WHAT YOU HAVE TO DO: Pick out all lines of the entries that include the word "mark" and copy them.
────────────────────
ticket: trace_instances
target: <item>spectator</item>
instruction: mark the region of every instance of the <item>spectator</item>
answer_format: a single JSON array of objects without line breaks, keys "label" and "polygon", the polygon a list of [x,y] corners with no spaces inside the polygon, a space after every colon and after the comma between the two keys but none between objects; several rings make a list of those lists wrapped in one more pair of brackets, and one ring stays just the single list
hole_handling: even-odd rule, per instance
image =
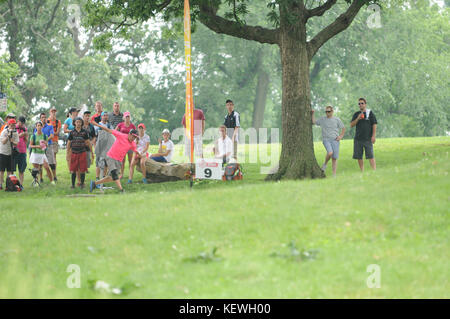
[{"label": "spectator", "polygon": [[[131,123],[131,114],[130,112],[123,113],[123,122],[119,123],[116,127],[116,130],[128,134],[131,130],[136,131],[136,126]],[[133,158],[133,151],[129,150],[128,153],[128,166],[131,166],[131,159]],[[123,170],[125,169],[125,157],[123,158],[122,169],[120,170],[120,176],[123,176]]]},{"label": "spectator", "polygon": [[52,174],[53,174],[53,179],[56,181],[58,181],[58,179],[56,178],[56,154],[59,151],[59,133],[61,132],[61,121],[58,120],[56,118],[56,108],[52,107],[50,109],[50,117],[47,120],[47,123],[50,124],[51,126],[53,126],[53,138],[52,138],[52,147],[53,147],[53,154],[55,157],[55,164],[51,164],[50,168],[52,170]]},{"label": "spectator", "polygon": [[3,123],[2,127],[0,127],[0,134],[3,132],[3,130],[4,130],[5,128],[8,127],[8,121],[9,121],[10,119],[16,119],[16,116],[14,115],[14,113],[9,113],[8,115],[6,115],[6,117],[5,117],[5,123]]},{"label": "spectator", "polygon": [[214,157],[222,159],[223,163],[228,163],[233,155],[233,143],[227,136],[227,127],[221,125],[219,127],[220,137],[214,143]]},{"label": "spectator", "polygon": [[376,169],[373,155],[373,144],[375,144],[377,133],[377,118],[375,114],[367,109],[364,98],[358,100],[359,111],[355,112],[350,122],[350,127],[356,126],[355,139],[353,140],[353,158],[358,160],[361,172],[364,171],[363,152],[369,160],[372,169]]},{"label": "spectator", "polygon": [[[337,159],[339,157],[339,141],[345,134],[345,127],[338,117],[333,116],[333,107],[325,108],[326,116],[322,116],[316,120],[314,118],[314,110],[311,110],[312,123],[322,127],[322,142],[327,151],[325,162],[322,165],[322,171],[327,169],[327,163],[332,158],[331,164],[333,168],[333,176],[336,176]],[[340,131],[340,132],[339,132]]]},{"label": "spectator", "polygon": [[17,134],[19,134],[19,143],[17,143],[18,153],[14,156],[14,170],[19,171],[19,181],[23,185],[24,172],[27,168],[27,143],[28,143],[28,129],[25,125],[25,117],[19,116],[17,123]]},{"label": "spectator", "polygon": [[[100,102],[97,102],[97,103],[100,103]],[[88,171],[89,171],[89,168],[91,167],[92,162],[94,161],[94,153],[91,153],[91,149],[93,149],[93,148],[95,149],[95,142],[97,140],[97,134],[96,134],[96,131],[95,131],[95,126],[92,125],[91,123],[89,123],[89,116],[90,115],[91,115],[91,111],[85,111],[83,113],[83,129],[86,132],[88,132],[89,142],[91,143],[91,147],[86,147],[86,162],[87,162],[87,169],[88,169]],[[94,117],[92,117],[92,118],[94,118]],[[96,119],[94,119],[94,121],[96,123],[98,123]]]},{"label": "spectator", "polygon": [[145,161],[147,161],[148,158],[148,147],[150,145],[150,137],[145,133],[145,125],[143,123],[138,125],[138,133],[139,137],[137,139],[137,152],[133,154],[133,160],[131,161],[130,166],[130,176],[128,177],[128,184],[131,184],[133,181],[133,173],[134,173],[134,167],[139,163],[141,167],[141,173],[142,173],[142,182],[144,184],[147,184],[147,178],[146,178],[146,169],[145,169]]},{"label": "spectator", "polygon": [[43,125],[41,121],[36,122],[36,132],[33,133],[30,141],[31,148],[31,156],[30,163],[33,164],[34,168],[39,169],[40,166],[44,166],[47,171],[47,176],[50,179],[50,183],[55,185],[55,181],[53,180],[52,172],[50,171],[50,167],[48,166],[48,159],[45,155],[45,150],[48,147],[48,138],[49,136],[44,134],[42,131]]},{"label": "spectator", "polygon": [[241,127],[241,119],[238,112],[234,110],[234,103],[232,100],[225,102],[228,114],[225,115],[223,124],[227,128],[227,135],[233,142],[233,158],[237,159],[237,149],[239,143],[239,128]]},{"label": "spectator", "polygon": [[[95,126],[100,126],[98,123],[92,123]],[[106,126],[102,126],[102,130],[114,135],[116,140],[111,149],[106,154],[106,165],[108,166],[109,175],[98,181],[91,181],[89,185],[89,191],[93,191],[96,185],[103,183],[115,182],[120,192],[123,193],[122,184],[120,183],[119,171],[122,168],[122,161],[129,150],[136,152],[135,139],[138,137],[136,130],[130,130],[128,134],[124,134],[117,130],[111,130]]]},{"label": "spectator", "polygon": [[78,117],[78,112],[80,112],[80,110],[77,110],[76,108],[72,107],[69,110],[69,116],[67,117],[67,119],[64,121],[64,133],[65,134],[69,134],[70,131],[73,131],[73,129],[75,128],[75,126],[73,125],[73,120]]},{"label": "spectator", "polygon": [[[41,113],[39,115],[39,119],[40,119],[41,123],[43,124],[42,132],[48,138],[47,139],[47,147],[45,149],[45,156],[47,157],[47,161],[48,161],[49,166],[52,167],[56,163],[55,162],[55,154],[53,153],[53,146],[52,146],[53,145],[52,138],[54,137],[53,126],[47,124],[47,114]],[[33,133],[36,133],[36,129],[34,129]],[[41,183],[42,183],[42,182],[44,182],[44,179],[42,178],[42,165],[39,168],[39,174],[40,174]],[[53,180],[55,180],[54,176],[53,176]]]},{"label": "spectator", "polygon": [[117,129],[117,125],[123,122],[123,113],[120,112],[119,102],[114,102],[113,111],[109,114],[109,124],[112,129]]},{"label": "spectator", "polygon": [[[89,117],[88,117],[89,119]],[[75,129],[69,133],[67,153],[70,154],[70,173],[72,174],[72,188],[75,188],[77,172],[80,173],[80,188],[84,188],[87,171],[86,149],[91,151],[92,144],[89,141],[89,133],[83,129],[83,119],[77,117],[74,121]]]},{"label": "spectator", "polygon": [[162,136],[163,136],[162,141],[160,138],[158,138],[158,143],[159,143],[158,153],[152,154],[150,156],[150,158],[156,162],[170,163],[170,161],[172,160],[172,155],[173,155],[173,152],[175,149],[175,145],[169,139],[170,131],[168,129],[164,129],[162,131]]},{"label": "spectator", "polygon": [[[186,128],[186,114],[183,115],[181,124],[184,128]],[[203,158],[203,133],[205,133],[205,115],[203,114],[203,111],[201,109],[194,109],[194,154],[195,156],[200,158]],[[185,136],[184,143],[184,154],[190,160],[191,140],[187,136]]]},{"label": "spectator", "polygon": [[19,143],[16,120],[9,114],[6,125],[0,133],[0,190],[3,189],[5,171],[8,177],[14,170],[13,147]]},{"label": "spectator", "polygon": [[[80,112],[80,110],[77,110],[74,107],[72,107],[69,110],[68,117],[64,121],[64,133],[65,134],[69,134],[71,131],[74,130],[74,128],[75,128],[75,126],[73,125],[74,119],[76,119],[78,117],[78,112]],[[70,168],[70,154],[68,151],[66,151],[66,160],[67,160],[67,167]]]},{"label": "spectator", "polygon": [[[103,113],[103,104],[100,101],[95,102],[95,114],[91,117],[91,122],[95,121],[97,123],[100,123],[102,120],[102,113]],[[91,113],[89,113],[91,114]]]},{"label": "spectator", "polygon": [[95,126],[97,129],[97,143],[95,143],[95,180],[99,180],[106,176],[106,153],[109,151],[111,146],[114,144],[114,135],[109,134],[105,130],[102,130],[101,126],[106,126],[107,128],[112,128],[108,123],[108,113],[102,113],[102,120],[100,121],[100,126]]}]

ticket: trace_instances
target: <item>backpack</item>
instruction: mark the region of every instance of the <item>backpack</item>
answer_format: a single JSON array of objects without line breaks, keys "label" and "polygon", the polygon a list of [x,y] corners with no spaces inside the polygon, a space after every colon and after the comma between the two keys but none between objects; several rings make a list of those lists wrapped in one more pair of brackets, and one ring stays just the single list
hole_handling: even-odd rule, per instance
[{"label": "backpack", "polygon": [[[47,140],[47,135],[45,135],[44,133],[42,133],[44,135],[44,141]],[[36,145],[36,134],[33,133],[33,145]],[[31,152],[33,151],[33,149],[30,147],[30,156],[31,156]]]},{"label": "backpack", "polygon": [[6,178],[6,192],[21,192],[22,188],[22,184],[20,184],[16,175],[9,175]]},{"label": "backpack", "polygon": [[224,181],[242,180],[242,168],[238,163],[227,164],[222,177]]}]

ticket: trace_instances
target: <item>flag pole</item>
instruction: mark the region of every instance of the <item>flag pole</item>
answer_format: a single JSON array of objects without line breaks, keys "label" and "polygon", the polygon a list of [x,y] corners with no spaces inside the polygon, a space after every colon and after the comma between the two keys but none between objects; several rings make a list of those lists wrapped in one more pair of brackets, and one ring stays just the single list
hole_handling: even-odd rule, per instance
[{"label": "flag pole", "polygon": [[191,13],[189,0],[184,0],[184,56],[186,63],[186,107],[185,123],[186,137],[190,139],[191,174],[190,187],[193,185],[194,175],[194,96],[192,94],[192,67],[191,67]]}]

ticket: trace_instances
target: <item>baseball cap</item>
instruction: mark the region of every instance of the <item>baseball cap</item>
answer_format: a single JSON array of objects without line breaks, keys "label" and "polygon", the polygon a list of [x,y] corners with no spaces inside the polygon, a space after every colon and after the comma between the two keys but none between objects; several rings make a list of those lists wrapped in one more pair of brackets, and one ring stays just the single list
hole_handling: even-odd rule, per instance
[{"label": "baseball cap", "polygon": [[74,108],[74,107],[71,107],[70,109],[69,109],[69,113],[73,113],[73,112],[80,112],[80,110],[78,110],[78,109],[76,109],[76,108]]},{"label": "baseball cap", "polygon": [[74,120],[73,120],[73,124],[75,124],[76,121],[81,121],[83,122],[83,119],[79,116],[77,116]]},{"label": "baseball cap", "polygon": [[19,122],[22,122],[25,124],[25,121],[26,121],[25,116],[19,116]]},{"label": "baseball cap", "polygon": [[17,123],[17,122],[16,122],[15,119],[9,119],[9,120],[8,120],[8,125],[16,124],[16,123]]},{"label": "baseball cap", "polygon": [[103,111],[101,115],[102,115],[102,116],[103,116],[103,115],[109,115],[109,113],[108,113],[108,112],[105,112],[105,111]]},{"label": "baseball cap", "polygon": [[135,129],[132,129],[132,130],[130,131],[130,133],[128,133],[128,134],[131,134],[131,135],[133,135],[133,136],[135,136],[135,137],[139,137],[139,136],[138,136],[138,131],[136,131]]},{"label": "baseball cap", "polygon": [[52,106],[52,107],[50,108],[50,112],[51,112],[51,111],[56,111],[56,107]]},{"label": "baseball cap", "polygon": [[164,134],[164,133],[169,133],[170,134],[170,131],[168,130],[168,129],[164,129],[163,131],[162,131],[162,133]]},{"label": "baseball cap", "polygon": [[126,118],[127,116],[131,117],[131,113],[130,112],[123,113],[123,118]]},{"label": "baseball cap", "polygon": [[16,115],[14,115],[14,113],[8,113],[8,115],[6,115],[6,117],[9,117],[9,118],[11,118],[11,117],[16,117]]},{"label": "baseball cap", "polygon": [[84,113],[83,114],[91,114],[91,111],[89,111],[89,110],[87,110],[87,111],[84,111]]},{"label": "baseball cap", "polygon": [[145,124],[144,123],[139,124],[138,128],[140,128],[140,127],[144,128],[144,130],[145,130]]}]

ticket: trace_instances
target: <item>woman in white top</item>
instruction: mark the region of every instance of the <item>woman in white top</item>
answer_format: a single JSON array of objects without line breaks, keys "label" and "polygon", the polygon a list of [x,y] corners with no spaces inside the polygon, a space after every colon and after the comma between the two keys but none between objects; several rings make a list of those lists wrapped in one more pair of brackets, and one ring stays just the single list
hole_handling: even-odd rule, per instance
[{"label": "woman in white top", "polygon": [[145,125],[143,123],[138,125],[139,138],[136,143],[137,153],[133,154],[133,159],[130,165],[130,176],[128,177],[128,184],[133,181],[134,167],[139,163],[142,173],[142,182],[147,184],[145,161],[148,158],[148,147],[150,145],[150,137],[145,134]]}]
────────────────────
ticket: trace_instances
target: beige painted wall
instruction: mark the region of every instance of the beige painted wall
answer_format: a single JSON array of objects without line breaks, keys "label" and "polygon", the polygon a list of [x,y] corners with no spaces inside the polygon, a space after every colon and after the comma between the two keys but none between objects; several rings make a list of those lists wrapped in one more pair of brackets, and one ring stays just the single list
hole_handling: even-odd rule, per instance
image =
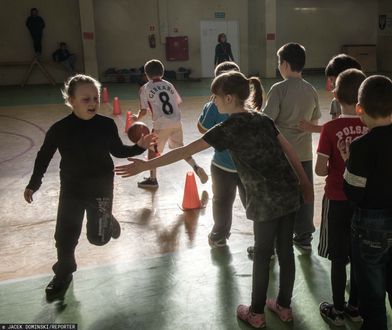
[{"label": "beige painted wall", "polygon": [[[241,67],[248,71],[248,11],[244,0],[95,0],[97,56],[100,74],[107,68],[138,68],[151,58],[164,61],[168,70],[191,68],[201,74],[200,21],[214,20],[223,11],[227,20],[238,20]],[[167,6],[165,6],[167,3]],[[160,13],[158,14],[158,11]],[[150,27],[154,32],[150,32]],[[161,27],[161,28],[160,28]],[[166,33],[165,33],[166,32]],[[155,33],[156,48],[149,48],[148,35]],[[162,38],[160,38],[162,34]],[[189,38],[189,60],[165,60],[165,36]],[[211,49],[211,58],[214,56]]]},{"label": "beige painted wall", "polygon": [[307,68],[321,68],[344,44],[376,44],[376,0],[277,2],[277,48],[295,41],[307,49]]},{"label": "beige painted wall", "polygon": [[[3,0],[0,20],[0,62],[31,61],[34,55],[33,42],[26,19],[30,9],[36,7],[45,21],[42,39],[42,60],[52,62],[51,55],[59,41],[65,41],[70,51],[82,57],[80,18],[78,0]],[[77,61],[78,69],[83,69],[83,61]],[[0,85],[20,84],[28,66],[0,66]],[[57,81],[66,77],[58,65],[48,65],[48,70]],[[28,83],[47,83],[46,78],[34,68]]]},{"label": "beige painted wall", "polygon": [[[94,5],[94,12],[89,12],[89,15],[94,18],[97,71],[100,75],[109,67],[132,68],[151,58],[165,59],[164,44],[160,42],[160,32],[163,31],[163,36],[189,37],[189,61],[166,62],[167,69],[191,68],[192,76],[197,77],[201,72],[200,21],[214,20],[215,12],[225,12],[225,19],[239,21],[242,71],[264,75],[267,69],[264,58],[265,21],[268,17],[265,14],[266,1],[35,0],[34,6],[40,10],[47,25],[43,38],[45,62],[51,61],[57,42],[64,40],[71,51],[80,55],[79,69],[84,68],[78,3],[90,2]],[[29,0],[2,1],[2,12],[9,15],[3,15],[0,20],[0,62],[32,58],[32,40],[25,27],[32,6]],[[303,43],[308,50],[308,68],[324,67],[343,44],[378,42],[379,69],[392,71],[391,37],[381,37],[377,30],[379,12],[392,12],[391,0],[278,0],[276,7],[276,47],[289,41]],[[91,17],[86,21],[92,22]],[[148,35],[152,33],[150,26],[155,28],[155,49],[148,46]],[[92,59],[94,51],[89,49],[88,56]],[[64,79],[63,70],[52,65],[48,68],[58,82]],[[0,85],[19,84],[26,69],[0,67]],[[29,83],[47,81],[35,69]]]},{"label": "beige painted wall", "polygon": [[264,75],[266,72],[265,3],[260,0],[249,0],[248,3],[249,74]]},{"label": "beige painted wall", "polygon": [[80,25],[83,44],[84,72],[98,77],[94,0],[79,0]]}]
────────────────────
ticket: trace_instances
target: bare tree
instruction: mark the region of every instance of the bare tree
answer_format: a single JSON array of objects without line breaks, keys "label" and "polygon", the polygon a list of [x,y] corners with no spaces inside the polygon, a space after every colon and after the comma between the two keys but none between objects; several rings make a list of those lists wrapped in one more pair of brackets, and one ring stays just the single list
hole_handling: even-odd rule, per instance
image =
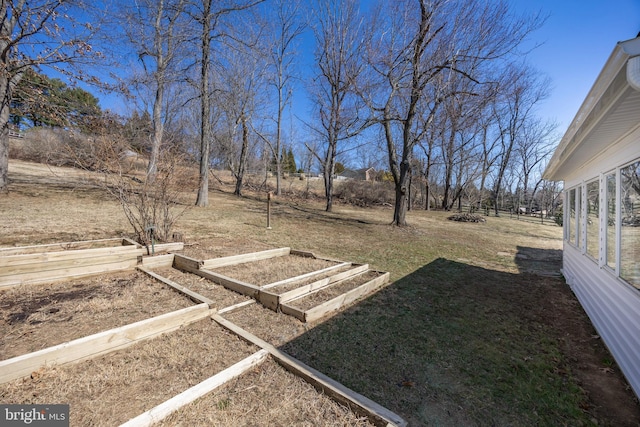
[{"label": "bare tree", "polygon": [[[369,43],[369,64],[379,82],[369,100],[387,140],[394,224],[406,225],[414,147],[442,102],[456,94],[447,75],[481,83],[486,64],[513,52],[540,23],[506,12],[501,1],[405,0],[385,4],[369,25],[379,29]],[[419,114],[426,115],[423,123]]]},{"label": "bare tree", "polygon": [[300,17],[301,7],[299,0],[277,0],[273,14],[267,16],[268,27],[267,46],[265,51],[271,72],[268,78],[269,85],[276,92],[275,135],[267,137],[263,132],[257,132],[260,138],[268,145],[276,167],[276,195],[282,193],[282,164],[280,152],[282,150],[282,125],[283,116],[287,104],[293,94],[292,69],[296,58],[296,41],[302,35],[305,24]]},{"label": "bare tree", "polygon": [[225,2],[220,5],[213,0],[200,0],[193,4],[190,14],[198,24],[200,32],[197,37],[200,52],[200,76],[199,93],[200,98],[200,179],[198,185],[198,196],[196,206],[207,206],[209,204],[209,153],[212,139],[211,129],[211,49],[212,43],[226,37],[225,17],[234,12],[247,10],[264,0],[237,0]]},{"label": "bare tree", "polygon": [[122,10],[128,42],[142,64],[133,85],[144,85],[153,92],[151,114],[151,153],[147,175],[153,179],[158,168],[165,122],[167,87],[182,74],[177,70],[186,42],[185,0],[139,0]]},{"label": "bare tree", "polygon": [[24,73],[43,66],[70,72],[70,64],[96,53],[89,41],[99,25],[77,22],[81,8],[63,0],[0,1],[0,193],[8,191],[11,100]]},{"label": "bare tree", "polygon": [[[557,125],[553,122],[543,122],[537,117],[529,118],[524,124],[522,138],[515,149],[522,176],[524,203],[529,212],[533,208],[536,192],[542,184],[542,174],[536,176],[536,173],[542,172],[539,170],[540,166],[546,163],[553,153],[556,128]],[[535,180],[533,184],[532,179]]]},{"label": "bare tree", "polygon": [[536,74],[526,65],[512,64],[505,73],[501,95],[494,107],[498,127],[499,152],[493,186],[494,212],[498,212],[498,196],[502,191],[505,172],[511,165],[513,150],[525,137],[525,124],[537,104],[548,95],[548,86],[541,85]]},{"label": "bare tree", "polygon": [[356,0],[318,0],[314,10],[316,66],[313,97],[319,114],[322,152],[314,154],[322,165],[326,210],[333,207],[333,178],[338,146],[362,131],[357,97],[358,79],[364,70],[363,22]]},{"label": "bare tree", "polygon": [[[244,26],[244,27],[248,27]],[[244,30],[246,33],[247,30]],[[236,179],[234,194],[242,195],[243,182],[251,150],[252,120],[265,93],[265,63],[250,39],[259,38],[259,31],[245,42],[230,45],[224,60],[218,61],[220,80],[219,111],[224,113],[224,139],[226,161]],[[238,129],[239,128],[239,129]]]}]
────────────────────
TASK SOLUTION:
instruction: mark the region of every instance of the <item>spectator</item>
instruction: mark the region of every instance of the <item>backpack</item>
instruction: mark the region of every instance of the <item>flag pole</item>
instruction: mark the region of every instance of the <item>baseball cap</item>
instruction: mark the region of every instance of the <item>woman in white top</item>
instruction: mark the region of every instance of the beige painted wall
instruction: mark the region of every instance of the bare tree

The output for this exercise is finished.